* _REQUIRED TASKS_
- 1) From the bond market passage, list every factor it names as making bond investors nervous.
- 2) According to the bond market passage, by how much did commercial paper expand during the year ending in September?

* _EXCERPT PROVIDED_
────────────────────────────────────────
For much of this year, rising worries about the health of U.S. corporations have weighed on parts of the bond market. Climbing defaults, record debt levels, a slowing economy and lower profits have made bond investors nervous, especially those investing in lower-rated junk -- or "high yield" -- bonds. Until recently, commercial paper was insulated, expanding 22% during the year ending in September.
Now, any company that isn't rated at the very top tier of the market has to pay up to get investors to buy its commercial paper, and some long-time issuers suddenly are finding it hard to obtain financing in this critical market.
As the economy slows, investors' "tolerance for risk is not that high," says Jack Cunningham, head of the commercial-paper business at Lehman Brothers Holdings Inc. During 2001, "the market may be less generous."
────────────────────────────────────────
* _DATA FOR REVIEW_

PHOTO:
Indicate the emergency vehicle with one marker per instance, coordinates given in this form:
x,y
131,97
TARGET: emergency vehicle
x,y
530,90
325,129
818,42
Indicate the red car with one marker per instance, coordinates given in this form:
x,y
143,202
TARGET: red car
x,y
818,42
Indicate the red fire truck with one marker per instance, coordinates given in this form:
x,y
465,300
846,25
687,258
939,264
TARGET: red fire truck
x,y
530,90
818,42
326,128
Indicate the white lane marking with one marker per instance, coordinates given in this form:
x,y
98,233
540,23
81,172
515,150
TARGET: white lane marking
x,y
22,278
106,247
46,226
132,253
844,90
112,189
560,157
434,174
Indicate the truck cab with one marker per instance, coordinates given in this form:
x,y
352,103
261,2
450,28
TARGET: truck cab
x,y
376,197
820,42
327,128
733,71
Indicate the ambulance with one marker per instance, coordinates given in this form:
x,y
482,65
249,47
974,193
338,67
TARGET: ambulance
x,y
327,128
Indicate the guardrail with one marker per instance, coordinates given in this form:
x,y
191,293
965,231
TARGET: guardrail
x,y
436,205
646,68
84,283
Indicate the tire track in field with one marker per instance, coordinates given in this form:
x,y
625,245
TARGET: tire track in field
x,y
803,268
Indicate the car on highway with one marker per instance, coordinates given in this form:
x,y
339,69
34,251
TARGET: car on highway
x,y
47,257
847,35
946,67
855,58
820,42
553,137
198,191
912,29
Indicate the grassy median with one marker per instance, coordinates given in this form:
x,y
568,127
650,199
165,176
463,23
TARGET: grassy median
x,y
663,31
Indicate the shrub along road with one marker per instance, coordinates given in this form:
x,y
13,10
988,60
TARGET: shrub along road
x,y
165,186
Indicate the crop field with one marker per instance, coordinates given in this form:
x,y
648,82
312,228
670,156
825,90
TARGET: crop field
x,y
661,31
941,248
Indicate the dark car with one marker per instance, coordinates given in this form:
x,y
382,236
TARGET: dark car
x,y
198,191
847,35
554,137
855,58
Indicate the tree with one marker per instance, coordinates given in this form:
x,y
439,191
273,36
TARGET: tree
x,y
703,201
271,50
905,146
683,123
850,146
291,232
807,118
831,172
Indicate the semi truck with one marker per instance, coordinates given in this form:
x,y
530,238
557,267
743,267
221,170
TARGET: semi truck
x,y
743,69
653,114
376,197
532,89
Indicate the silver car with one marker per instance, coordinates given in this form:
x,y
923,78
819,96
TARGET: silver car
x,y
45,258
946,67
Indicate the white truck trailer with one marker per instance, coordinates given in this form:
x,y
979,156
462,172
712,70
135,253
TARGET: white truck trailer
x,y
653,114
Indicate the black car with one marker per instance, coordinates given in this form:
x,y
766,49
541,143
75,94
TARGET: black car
────────────────────────────────────────
* _EXPECTED RESPONSES_
- 1)
Climbing defaults
Record debt levels
A slowing economy
Lower profits

- 2) 22%